Stored entries:
══════════
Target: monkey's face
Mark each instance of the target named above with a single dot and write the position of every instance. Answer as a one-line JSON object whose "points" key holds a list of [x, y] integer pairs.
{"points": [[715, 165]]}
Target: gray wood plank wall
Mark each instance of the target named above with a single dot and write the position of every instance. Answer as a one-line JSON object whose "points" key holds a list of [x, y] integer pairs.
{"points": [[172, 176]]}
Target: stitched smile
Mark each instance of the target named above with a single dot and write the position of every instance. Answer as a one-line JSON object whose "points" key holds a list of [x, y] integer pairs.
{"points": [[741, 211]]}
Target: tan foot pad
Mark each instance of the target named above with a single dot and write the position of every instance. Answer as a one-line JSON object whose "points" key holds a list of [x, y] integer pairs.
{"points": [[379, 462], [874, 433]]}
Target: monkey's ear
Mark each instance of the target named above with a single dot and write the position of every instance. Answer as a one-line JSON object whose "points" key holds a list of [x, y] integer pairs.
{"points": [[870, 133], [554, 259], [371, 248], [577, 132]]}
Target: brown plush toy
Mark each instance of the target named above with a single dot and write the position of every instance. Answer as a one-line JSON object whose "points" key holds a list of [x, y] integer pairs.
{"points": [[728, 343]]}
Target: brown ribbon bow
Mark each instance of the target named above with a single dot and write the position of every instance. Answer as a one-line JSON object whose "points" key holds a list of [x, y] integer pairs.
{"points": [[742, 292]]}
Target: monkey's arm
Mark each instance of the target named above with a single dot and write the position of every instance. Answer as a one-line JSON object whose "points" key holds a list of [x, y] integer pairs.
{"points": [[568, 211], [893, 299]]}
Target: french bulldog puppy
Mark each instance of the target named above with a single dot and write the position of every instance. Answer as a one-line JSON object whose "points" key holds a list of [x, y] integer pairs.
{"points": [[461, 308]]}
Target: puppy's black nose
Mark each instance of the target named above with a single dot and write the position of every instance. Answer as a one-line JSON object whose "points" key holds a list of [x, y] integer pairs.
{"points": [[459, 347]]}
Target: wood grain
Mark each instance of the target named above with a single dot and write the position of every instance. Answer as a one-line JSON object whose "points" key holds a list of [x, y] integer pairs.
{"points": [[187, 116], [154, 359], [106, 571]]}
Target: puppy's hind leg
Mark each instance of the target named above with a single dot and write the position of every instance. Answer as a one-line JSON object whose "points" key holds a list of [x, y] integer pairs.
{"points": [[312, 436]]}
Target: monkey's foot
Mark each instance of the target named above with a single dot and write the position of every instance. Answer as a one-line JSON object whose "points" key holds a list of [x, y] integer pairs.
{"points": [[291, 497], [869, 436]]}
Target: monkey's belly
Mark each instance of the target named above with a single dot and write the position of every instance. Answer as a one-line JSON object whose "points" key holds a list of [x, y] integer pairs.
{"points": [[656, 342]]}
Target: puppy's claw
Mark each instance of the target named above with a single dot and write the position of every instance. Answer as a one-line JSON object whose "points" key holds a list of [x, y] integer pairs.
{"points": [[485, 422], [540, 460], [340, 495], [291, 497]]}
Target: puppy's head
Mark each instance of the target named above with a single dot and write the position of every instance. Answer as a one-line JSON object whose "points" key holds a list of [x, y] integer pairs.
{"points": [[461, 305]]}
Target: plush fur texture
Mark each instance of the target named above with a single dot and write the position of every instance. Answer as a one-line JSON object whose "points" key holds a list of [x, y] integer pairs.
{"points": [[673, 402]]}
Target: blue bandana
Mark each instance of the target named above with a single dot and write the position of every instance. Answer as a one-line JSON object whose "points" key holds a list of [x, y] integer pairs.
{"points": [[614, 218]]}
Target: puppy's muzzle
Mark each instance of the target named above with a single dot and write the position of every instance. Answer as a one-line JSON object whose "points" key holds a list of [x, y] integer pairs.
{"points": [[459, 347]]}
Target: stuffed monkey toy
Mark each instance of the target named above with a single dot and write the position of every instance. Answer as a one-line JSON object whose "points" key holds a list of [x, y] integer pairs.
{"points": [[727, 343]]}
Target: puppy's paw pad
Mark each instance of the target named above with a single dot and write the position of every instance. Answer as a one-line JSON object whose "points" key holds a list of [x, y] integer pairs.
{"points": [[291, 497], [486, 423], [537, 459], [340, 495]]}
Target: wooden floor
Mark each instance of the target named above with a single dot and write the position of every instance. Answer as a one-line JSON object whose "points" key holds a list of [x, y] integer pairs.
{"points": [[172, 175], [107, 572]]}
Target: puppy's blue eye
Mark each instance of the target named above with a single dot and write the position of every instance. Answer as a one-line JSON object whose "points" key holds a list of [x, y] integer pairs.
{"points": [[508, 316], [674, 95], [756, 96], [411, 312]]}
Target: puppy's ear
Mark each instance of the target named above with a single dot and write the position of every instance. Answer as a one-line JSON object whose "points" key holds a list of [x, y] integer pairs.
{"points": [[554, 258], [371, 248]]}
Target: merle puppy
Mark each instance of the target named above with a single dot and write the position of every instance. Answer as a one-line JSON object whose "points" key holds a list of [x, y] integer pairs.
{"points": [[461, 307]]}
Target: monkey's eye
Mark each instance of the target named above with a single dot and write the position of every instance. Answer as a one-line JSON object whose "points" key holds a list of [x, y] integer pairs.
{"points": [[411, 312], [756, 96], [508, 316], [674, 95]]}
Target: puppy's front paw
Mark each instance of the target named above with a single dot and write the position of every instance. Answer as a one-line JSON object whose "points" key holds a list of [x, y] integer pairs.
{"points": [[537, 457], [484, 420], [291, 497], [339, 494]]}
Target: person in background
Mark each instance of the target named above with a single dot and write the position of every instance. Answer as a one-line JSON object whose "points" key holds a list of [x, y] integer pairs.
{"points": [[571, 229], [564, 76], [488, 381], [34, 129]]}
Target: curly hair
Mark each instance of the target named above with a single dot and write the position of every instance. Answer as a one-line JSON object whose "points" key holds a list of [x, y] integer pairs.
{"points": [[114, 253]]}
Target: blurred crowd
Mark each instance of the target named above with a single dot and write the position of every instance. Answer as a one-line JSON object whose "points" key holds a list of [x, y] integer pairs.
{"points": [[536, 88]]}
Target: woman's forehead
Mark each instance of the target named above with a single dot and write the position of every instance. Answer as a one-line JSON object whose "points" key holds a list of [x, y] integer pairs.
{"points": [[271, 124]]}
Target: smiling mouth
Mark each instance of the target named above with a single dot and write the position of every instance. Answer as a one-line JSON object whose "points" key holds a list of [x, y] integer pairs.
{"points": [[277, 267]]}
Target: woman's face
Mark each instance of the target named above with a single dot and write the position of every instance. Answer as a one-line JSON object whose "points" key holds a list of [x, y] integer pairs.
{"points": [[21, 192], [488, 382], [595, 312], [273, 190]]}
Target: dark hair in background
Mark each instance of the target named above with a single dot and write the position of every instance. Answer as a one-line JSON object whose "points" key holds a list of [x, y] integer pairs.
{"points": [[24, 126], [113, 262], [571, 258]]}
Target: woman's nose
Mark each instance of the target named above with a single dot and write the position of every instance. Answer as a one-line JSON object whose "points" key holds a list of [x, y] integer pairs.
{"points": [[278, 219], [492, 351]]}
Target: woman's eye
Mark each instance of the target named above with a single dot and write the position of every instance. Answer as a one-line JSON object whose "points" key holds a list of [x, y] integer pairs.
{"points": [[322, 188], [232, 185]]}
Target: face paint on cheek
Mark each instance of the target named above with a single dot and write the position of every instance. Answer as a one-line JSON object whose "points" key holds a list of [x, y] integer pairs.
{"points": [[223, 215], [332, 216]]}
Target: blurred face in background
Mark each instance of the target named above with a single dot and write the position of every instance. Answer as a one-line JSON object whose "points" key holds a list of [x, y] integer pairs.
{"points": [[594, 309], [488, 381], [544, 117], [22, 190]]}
══════════
#### Exercise goal
Faithfully reproduce all of the records, character for character.

#### Task result
Target: monkey's face
Mark each instance of the target named above with a single dot and write the position of every instance. Answer as a one-line JSON object whose "points" key holds a list of [x, y] integer pairs.
{"points": [[715, 165]]}
Target: gray wood plank wall
Mark each instance of the target named above with a single dot and write the position of every instance. Answer as a one-line JSON object whose "points" key holds a list of [x, y] integer pairs.
{"points": [[172, 176]]}
Target: stitched smile
Mark each instance of the target named above with a single dot and write the position of every instance. Answer as a one-line JSON object whose "points" key holds a list of [x, y] integer pairs.
{"points": [[741, 211]]}
Target: tan foot pad
Mark each instance of the target named above with a single dot and write the position of every instance. Answer as a one-line JSON object whose "points" key holds a list of [x, y] integer pairs.
{"points": [[379, 462], [874, 433]]}
Target: monkey's ear
Mark each instance of the target named above with a single dot and write the position of every instance. Answer as a one-line JSON object whose "points" key holds a list of [x, y] integer pairs.
{"points": [[870, 133], [554, 259], [371, 248], [577, 132]]}
Target: brown plush toy
Mark each instance of the target named above with a single dot and write the position of every instance. Answer as a one-line JSON object whose "points" key holds a list of [x, y] integer pairs.
{"points": [[728, 343]]}
Target: brown ribbon bow
Mark each instance of the target named above with a single dot and write the position of every instance. Answer as a one-line JSON object whose "points" key holds a list of [x, y] integer pairs.
{"points": [[742, 292]]}
Target: monkey's arm
Mark each instance of the target named above with a single dot and write the position of every instance. Answer as a one-line JSON object whose "points" key holds a list of [x, y] integer pairs.
{"points": [[568, 211], [893, 299]]}
Target: french bulldog puppy
Mark each instance of the target named above with a single dot and write the position of every instance. Answer as a one-line JSON object whose "points" key holds a list of [x, y] integer pairs.
{"points": [[461, 308]]}
Target: puppy's black nose
Mark each instance of the target named above with a single dot and write the position of every instance. Answer as a one-line JSON object whose "points" key holds a list of [x, y] integer pairs.
{"points": [[459, 347]]}
Target: wood grain
Mark each instance of the target named above with a single dot and write the position of every instance. Answer as a one-line JSON object whose "points" key holds a list of [x, y] integer pairs.
{"points": [[187, 116], [154, 359], [106, 571]]}
Target: puppy's hind leg
Mark each instance of the target named above with a single dot and write the position of every instance. Answer as a one-line JSON object whose "points" key holds a list of [x, y] integer pairs.
{"points": [[312, 436]]}
Target: monkey's foot
Mark each instance of the target named above with a single dot and write the position of every instance. Answer as a one-line JSON object whose "points" key holds a list of [x, y] integer pairs.
{"points": [[291, 497], [869, 436]]}
Target: monkey's belly
Mark each instance of the target named above with a single dot and write the position of every instance. Answer as a one-line JSON object whose "points" key holds a list of [x, y] integer pairs.
{"points": [[656, 342]]}
Target: puppy's claw
Mark each instance of the target named above with a single dot and write the position of every instance. Answer as a one-line JSON object whose "points" key holds a list of [x, y] integer pairs.
{"points": [[485, 422], [540, 460], [340, 495], [291, 497]]}
Target: puppy's head
Mark each instance of the target named above with a single dot and write the position of every instance. Answer as a one-line JSON object whose "points" key holds a list of [x, y] integer pairs.
{"points": [[461, 305]]}
Target: plush fur texture
Mark each instance of the target named above with a single dot and write the position of every instance. Answer as a one-line JSON object whose "points" key holds a list of [x, y] integer pairs.
{"points": [[673, 402]]}
Target: blue bandana
Mark each instance of the target named above with a single dot and write the position of every instance. Answer as a one-line JSON object whose "points" key holds a list of [x, y] integer pairs.
{"points": [[614, 218]]}
Target: puppy's muzzle
Mark each instance of the target named above with a single dot and write the position of every instance. Answer as a one-line JSON object whose "points" key holds a list of [x, y] integer pairs.
{"points": [[459, 347]]}
Target: stuffed monkey toy
Mark each instance of the target named above with a single dot and write the position of every instance. Answer as a one-line JSON object whose "points" key holds a list of [x, y] integer pairs.
{"points": [[727, 343]]}
Target: puppy's paw pad
Mark each instance of the target named above with a single dot and write the position of every instance. Answer as a one-line JSON object whose "points" key holds a list of [x, y] integer pairs.
{"points": [[291, 497], [486, 423], [537, 459], [340, 495]]}
Target: wooden floor
Mark each instance of the target named above with a single dot and write the position of every instance. Answer as a one-line JSON object whose "points" key holds a list of [x, y] integer pairs.
{"points": [[172, 175], [107, 572]]}
Target: puppy's blue eye
Mark each instance of the target named above with a single dot and write the position of every instance. Answer as a one-line JSON object whose "points" key holds a list of [x, y] integer pairs.
{"points": [[508, 316], [674, 95], [756, 96], [411, 312]]}
Target: puppy's ear
Mark each instance of the target named above with a single dot and write the position of every instance. Answer as a one-line JSON object whose "points" key holds a list of [x, y] integer pairs.
{"points": [[554, 258], [371, 248]]}
Target: merle puppy
Mark each instance of the target named above with a single dot and write the position of every instance. Answer as a one-line JSON object whose "points" key holds a list of [x, y] integer pairs.
{"points": [[461, 307]]}
Target: monkey's eye
Mark each instance of the target named above with a single dot and write the position of every instance. Answer as a one-line JSON object whose "points" key holds a list of [x, y] integer pairs.
{"points": [[411, 312], [756, 96], [508, 316], [674, 95]]}
Target: puppy's front paw
Mark each instance of the target named above with a single dot and write the position of every instance. Answer as a one-line JSON object whose "points" key holds a list of [x, y] integer pairs.
{"points": [[537, 457], [484, 420], [291, 497], [339, 494]]}
Target: person in background
Mark each instance of the target named above with a single dot and write the position of every instance. Answer as a one-line JSON object whose "points" key holds a list of [x, y] integer pairs.
{"points": [[571, 229], [564, 76], [488, 381], [34, 129]]}
Target: curly hair
Mark each instance of the target named above with a single dot and write the position of every instance. Answer as a one-line JSON object whose "points" key holds a list of [x, y] integer pairs.
{"points": [[114, 253]]}
Target: blurred crowd
Mark each instance of the target named above with a single dot and write the position of every instance. Answer as a one-line JSON object whose "points" key holds a list of [x, y] integer pairs.
{"points": [[536, 88]]}
Target: woman's forehead
Mark each instance of the target named above with a single dot and write the position of every instance. Answer as a one-line JSON object whose "points" key holds a list of [x, y] integer pairs.
{"points": [[271, 124]]}
Target: smiling mouth
Mark each instance of the target named above with a single dot and write the position of every instance. Answer as a one-line JSON object whose "points" key holds a list of [x, y] integer pairs.
{"points": [[277, 267]]}
Target: woman's face
Mark each instance of the target named above with a single dot and write the position of every instance. Answer as a one-line JSON object whose "points" key holds a list of [x, y] integer pairs.
{"points": [[21, 192], [488, 382], [595, 312], [273, 190]]}
Target: dark hair in background
Mark each instance of the target named above with a single dot and write the position of every instance. Answer as a one-line JSON object whose "points" key holds a list of [x, y] integer pairs.
{"points": [[24, 126], [113, 262], [571, 258]]}
Target: woman's nose
Mark each instance of the target named above with a single dot and write the position of every instance. Answer as a one-line JSON object whose "points" key holds a list of [x, y] integer pairs.
{"points": [[278, 219], [492, 351]]}
Target: woman's eye
Mark each instance of the target named above with a single dot and write the position of every instance. Answer as a one-line JSON object whose "points" key holds a list of [x, y] integer pairs.
{"points": [[322, 188], [232, 185]]}
Target: face paint on cheek
Mark each instance of the target named above with a single dot and write the position of every instance. Answer as a one-line JSON object whose "points" key holds a list of [x, y] integer pairs.
{"points": [[223, 215], [332, 216]]}
Target: blurred face in background
Mark each instance of the target named above with a single dot and write the position of every instance. Answer as a one-line JSON object whose "points" key holds a list of [x, y] integer pairs.
{"points": [[594, 309], [488, 381], [544, 117], [22, 190]]}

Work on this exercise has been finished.